A faithful retyping of every entry below is wanted, with images left out.
[Data provided Boundary: Start]
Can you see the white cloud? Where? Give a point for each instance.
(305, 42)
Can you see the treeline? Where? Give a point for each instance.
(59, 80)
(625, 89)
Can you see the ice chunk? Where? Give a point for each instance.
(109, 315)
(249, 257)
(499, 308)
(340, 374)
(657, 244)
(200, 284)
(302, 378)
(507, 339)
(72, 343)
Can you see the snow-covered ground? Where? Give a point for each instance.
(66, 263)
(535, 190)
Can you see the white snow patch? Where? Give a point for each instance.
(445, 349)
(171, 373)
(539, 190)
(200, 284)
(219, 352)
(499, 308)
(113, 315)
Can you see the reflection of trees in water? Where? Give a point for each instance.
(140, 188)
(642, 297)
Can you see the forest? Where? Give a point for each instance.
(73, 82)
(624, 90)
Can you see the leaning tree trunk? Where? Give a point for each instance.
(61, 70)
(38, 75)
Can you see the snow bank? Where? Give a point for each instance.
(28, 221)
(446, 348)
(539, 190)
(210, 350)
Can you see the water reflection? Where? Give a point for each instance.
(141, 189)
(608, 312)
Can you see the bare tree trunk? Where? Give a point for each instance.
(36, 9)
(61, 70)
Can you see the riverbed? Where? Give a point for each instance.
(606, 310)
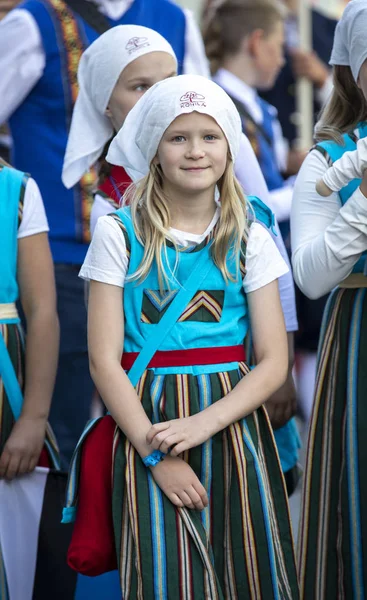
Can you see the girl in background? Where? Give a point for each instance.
(27, 373)
(329, 255)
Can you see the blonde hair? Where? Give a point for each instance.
(229, 23)
(346, 107)
(4, 163)
(151, 219)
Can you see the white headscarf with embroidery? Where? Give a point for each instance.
(136, 144)
(99, 69)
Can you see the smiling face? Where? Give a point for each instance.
(192, 154)
(135, 80)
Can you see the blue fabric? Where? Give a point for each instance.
(336, 151)
(42, 120)
(10, 381)
(267, 157)
(288, 444)
(74, 388)
(229, 331)
(104, 587)
(10, 188)
(282, 95)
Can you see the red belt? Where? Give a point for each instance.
(187, 358)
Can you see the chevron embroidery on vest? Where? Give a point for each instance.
(72, 43)
(205, 307)
(158, 300)
(207, 301)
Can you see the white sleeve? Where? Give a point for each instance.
(106, 259)
(327, 239)
(100, 208)
(195, 60)
(264, 263)
(22, 60)
(34, 218)
(249, 175)
(280, 202)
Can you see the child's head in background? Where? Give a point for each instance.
(247, 38)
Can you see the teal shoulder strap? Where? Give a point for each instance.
(262, 212)
(333, 151)
(10, 188)
(202, 267)
(10, 381)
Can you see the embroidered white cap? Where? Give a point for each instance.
(99, 69)
(136, 144)
(350, 40)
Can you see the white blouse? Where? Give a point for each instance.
(107, 261)
(327, 239)
(34, 218)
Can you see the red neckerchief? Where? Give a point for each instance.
(115, 184)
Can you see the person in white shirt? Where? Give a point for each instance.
(244, 42)
(329, 238)
(41, 42)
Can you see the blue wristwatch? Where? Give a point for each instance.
(154, 458)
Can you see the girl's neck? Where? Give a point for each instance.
(192, 215)
(241, 65)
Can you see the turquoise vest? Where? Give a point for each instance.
(227, 301)
(217, 315)
(10, 189)
(332, 152)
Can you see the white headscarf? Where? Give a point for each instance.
(136, 144)
(350, 39)
(99, 69)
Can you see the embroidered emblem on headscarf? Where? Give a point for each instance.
(192, 99)
(136, 43)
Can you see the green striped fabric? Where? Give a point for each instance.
(240, 546)
(333, 528)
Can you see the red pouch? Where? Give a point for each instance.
(92, 549)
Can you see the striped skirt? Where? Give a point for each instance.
(333, 526)
(240, 547)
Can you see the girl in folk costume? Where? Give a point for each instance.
(199, 502)
(100, 110)
(26, 377)
(244, 42)
(330, 242)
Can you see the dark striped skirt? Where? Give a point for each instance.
(240, 547)
(14, 341)
(333, 526)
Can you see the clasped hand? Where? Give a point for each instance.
(179, 435)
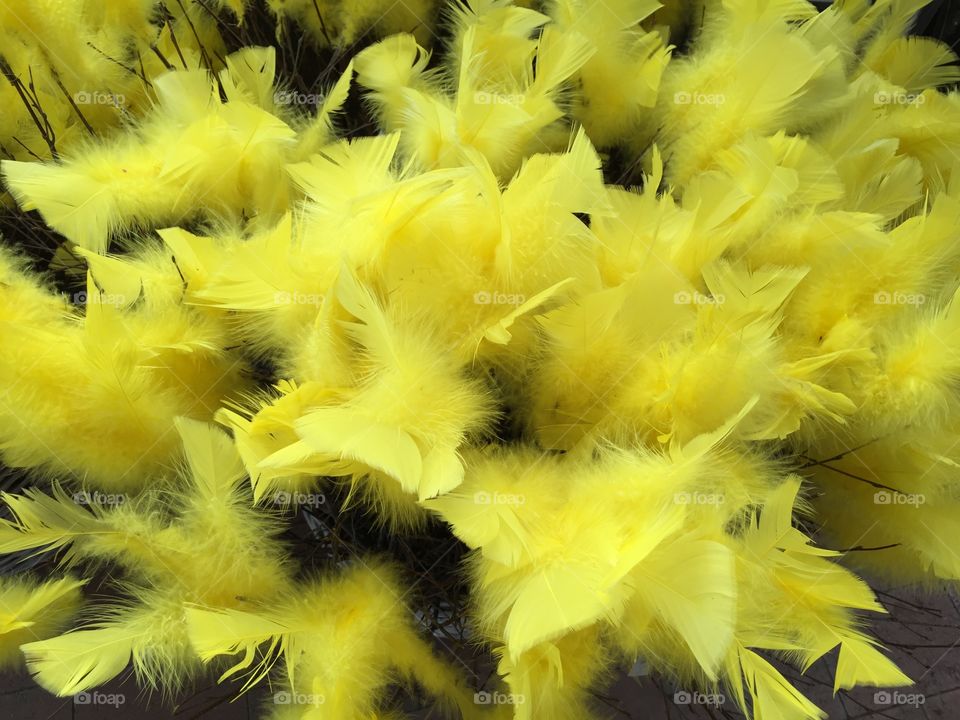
[Data provided Boundary: End]
Answer space —
Can you see the white cloud? Where? Give a point for each instance.
(305, 42)
Can you see the treeline? Where? Give a point for each instance.
(59, 80)
(625, 89)
Can you see the ice chunk? Where? Give a point for each instance.
(109, 315)
(249, 257)
(499, 308)
(340, 374)
(657, 244)
(200, 284)
(302, 378)
(507, 339)
(72, 343)
Can you see the snow-covered ground? Where? Give a point for each instance.
(66, 263)
(535, 190)
Can you see the white snow patch? Where? Give a point for each instance.
(445, 349)
(171, 373)
(539, 190)
(200, 284)
(219, 352)
(499, 308)
(113, 315)
Can you see the reflection of trees in water? Where? Give a point for each instance.
(140, 188)
(642, 297)
Can you see the forest? Where? Give a point for each instance.
(73, 82)
(624, 90)
Can you see the leaning tree trunk? Where? Give a point for each instance.
(61, 70)
(38, 75)
Can you see the snow bank? Where? Give a point for each instance.
(28, 221)
(446, 348)
(539, 190)
(210, 350)
Can you see the water reflection? Where? Give a point for each instance.
(141, 189)
(608, 312)
Can you see the bare tree trunk? Where? Give a point for each instance.
(36, 9)
(61, 70)
Can you see the riverbed? Where? Give a point for each instance.
(606, 310)
Can you see the girl in background? Where? Give a point for each instance.
(27, 373)
(329, 255)
Can you see the blonde hair? Where? Give a point for each instance.
(229, 23)
(346, 107)
(4, 163)
(151, 219)
Can you see the white headscarf with embroidery? Where? Give a point for each instance.
(136, 144)
(99, 69)
Can you see the smiling face? Where? Give a point for each instance.
(192, 154)
(135, 80)
Can you see the blue fabric? Where? Give a point for each instance.
(336, 151)
(42, 120)
(10, 381)
(267, 157)
(288, 444)
(74, 388)
(229, 331)
(104, 587)
(10, 188)
(282, 95)
Can you see the red belt? Where? Give a point for each instance.
(187, 358)
Can you see the chevron embroidery on vest? Where? Give a point for each instance.
(72, 43)
(205, 307)
(158, 300)
(207, 301)
Can you see the white sleeve? Where? Give a point for each instance.
(106, 259)
(327, 239)
(100, 208)
(195, 60)
(264, 263)
(22, 60)
(34, 218)
(249, 175)
(280, 202)
Can you see the child's head in background? Where? Give a point for each instance.
(247, 38)
Can you see the teal shoulder strap? Where? Give a point for each instance.
(262, 212)
(333, 151)
(10, 188)
(202, 267)
(10, 381)
Can you see the embroidered white cap? Where? Give a point for each instance.
(99, 69)
(136, 144)
(350, 40)
Can you see the white blouse? Where? Give a point for each instance.
(107, 261)
(327, 239)
(34, 218)
Can you see the red neckerchief? Where? Give a point for each instance.
(115, 184)
Can you see the person in white shirt? Where? Give a point for each instance.
(244, 42)
(329, 238)
(41, 42)
Can you see the blue wristwatch? Where? Give a point for each instance.
(154, 458)
Can you see the girl's neck? Where? Give a point for each instance.
(192, 215)
(241, 65)
Can you see the turquoise vest? Where? Give a point for each instance.
(227, 301)
(217, 315)
(10, 189)
(332, 152)
Can you see the white headscarf? Where? Give a point for each instance.
(136, 144)
(350, 39)
(99, 69)
Can you see the embroidered emblem on headscarf? Where? Give a point for each instance.
(192, 99)
(136, 43)
Can you see the green striped fabric? Where? Give a point for each instance.
(240, 546)
(333, 528)
Can you see the red pouch? Where? Give a point for each instance.
(92, 549)
Can you see the striped skirt? Where? Give a point for each instance.
(333, 526)
(240, 547)
Can you see the girl in folk costume? Where? Give a point for each instance.
(199, 502)
(100, 110)
(26, 377)
(244, 42)
(330, 242)
Can you see the dark striped skirt? Where? Give a point for each instance.
(240, 547)
(14, 341)
(333, 526)
Can you see the clasped hand? Where? Give a point for each instance.
(179, 435)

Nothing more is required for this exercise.